TASK: An exact restatement is required. Cover only the lines of the records from the first through the line with "box crouching man", and skip pictures.

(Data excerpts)
········

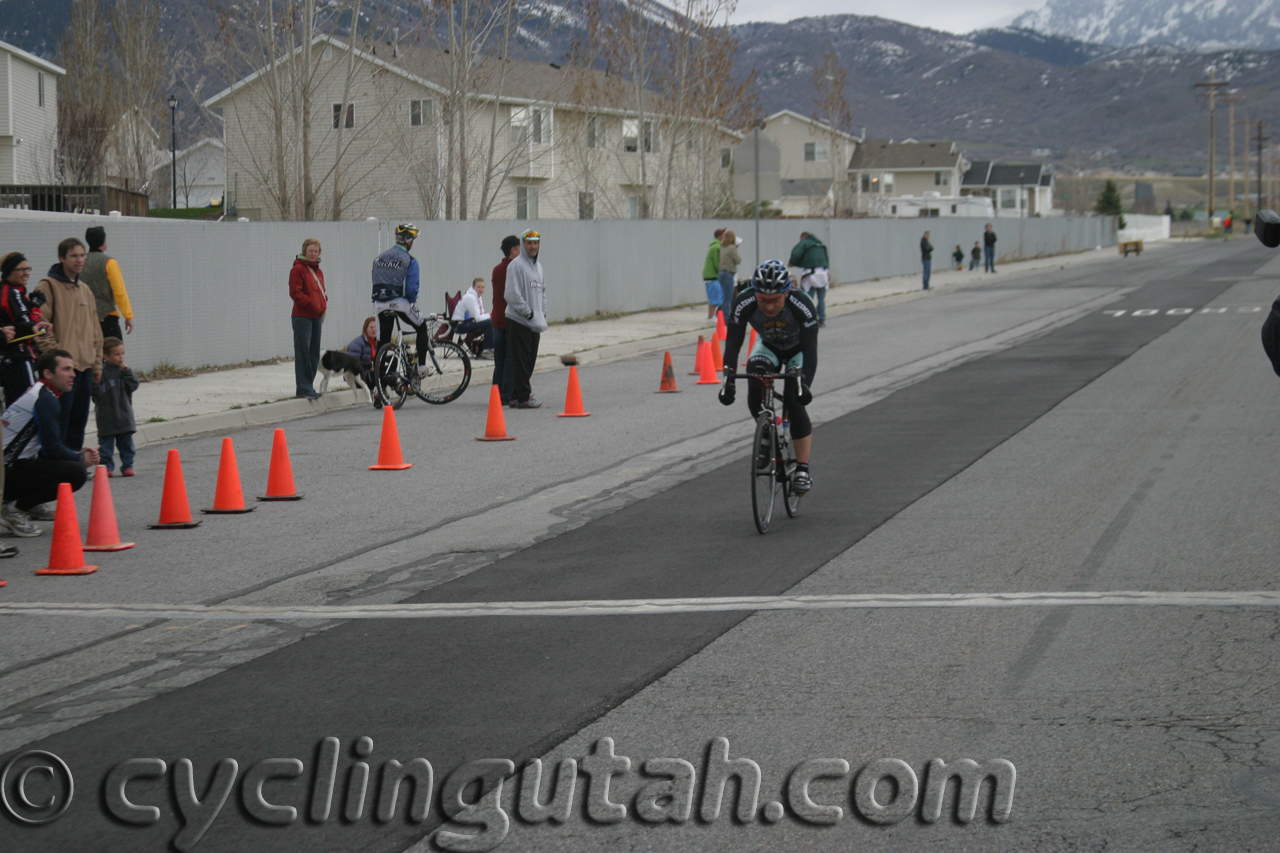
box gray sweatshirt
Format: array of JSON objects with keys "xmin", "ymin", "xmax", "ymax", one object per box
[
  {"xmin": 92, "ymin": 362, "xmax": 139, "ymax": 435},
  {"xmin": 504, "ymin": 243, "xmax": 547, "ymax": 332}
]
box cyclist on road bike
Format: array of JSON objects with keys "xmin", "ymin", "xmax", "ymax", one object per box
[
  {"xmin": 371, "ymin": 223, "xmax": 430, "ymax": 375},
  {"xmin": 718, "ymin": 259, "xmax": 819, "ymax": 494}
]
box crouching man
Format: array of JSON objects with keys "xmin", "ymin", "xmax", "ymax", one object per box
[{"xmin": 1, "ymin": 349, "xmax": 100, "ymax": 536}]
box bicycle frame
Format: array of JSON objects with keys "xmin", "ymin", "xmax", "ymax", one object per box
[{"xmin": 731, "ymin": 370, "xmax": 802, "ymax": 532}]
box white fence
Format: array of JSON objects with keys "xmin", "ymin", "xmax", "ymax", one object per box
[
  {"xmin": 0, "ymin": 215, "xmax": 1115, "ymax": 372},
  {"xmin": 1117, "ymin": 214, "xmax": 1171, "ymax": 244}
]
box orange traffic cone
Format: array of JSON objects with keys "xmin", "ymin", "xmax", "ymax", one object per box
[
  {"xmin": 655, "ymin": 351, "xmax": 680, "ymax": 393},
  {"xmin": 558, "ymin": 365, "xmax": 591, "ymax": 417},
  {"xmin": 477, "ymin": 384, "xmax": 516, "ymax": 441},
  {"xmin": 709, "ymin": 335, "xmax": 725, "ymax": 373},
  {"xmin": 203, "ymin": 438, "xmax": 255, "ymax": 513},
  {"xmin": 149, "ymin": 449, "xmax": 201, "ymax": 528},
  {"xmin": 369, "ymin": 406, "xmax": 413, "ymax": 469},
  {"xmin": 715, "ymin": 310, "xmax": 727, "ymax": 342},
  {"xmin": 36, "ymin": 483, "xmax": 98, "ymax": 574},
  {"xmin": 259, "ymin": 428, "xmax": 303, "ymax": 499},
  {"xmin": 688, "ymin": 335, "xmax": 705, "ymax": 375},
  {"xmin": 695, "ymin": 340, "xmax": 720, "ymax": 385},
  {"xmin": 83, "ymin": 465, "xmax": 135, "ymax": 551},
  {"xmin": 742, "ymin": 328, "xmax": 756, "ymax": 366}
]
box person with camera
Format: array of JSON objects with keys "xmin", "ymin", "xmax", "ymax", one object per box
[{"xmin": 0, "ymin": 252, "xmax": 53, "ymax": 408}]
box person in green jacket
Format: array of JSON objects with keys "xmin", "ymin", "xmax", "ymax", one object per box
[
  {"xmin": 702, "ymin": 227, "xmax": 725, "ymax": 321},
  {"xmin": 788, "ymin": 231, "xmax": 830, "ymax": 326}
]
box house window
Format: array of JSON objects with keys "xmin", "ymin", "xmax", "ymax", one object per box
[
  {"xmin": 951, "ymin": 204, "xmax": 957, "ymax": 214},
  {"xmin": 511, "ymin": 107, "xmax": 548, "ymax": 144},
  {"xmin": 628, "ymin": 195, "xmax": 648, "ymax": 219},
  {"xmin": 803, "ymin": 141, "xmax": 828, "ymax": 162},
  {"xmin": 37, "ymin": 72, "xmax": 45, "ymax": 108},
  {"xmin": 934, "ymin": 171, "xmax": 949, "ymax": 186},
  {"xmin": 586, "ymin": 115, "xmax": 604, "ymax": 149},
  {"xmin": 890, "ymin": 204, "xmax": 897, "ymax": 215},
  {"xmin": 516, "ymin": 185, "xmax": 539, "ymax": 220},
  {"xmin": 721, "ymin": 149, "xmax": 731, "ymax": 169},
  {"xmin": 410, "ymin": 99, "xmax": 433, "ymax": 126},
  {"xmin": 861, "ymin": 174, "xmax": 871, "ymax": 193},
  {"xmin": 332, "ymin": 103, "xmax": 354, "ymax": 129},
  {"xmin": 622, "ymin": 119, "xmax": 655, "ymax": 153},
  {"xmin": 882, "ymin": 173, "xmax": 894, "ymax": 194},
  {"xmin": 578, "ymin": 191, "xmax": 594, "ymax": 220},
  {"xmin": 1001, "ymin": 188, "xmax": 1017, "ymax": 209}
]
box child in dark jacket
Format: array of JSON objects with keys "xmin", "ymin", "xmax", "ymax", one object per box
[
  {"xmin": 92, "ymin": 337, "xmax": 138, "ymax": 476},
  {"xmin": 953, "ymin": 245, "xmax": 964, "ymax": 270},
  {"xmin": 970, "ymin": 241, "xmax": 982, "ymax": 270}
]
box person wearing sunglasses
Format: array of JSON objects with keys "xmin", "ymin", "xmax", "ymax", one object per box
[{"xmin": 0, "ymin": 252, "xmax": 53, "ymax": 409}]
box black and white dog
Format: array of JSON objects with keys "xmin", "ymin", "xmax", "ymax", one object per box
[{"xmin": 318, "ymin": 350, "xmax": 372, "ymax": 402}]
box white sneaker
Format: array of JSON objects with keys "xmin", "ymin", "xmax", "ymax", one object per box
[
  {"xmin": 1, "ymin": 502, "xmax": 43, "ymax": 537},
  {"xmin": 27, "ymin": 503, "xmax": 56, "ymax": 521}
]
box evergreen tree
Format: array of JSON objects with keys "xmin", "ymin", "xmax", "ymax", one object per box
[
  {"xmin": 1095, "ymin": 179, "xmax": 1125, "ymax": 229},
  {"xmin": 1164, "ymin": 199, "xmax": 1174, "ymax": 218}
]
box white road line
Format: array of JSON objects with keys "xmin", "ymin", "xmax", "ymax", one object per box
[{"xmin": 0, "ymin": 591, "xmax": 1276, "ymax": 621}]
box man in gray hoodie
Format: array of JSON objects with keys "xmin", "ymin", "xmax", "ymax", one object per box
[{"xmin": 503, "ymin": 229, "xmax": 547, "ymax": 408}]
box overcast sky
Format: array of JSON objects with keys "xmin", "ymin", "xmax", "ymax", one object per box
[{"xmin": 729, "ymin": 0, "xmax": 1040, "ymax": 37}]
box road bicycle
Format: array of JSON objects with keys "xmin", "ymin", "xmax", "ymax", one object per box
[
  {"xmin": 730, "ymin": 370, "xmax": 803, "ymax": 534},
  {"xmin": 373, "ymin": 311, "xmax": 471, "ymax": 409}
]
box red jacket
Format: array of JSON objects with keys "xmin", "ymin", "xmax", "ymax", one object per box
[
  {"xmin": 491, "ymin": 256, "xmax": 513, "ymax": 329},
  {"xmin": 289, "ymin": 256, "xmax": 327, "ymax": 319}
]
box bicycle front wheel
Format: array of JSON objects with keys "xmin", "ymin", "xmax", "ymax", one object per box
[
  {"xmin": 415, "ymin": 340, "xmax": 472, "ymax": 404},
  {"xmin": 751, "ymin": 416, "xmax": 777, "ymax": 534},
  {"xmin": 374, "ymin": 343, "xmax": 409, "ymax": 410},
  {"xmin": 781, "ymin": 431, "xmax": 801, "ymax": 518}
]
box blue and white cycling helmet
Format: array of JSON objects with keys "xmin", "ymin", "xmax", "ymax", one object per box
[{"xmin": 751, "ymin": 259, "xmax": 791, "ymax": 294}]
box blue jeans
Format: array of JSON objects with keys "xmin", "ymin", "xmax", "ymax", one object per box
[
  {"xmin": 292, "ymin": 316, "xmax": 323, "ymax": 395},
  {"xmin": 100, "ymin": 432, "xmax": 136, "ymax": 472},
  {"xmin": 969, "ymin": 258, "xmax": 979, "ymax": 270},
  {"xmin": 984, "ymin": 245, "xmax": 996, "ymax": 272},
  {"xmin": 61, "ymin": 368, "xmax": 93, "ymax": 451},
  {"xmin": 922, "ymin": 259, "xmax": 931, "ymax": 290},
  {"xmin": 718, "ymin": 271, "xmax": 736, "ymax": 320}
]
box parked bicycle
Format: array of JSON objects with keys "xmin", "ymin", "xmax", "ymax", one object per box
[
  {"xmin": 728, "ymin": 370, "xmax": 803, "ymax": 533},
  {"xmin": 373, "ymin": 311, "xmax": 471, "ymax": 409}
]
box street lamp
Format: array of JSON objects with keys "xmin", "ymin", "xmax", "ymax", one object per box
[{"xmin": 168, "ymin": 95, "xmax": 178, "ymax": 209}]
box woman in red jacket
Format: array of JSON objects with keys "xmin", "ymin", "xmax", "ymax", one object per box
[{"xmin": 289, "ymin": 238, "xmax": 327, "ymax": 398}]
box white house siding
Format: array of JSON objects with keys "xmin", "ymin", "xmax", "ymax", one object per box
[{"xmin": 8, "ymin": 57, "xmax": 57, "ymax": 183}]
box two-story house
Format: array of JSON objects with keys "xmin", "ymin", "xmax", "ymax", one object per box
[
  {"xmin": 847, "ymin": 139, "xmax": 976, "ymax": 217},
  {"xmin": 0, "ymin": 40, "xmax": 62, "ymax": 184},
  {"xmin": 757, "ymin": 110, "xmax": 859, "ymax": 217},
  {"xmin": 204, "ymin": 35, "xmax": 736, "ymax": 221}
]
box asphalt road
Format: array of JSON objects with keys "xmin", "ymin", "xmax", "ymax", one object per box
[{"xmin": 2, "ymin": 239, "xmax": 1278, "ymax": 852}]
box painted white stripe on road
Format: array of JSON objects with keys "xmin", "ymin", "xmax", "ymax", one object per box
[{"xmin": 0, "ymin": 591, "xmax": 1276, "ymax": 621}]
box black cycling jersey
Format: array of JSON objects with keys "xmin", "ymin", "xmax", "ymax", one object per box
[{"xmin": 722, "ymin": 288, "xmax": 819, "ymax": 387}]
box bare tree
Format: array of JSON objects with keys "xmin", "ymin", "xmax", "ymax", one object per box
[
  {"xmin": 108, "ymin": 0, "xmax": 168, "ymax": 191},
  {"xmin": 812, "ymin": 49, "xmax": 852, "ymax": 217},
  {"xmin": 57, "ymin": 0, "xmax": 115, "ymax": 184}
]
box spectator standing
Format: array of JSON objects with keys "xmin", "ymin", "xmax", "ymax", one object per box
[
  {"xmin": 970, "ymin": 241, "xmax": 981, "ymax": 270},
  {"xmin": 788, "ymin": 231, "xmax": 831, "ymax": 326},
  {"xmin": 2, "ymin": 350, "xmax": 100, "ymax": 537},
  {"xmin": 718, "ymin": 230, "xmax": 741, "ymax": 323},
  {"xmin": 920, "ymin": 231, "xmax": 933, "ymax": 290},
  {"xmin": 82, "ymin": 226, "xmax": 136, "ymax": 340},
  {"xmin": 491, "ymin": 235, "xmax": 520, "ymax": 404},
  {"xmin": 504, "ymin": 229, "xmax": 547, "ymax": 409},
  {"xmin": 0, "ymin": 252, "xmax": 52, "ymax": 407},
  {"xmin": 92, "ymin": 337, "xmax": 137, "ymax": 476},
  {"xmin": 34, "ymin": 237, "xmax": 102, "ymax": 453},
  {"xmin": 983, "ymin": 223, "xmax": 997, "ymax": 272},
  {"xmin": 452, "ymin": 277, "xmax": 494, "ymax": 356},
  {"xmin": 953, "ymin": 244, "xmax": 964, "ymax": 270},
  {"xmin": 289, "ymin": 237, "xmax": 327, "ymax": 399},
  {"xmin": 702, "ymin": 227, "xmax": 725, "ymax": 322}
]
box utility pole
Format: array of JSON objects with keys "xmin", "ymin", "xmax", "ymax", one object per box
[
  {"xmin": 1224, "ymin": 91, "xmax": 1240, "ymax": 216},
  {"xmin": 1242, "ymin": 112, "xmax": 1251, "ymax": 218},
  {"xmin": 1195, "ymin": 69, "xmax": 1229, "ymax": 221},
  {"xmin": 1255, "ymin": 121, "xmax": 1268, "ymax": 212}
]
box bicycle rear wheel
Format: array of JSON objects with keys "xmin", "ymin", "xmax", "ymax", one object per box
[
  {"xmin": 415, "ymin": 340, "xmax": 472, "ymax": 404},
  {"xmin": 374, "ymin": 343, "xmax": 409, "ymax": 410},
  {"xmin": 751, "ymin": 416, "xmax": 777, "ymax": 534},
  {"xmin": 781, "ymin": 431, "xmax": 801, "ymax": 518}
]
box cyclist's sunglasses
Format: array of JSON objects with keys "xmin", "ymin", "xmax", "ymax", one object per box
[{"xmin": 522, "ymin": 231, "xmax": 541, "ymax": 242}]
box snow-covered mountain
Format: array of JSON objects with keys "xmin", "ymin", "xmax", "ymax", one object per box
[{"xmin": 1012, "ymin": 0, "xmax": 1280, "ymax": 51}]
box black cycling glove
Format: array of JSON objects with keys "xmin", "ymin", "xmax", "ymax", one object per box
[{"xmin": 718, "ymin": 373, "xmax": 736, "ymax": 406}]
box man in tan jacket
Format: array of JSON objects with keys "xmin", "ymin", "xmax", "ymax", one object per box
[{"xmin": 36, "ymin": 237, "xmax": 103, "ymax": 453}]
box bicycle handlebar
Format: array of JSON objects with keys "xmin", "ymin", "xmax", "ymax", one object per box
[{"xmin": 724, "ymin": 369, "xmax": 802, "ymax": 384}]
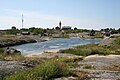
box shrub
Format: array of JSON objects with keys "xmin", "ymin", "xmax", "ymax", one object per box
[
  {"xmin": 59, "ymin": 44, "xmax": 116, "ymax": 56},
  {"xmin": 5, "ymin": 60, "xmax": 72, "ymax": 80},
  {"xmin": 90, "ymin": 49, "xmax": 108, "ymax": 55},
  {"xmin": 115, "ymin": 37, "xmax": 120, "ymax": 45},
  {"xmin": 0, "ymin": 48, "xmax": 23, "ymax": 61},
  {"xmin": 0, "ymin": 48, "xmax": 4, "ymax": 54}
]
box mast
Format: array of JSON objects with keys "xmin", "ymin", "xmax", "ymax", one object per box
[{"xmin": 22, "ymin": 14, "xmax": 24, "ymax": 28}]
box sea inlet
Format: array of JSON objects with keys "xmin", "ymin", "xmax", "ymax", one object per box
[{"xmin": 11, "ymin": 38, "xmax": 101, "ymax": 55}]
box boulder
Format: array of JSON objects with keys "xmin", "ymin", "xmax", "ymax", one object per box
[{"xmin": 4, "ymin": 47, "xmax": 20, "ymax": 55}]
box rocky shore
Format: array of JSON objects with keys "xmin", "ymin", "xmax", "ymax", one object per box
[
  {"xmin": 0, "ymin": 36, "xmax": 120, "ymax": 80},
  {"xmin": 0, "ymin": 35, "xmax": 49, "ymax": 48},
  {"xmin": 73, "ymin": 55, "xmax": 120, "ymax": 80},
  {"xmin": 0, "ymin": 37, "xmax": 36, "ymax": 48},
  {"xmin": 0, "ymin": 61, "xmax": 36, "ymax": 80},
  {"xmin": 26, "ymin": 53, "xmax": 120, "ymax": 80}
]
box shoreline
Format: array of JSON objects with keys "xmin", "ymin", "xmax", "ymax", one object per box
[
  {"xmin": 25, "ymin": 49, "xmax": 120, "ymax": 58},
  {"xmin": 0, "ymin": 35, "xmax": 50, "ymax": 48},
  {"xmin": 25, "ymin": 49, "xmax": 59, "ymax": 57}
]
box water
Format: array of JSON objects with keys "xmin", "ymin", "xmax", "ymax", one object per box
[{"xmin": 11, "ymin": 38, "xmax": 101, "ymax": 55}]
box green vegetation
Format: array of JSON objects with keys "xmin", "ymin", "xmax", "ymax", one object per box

········

ANSWER:
box gray sweatshirt
Format: array of JSON objects with keys "xmin", "ymin", "xmax", "ymax", one object per box
[
  {"xmin": 92, "ymin": 362, "xmax": 139, "ymax": 435},
  {"xmin": 504, "ymin": 243, "xmax": 547, "ymax": 332}
]
box cyclist on road bike
Format: array of JSON objects with keys "xmin", "ymin", "xmax", "ymax", one object per box
[
  {"xmin": 371, "ymin": 223, "xmax": 430, "ymax": 375},
  {"xmin": 718, "ymin": 259, "xmax": 819, "ymax": 494}
]
box crouching man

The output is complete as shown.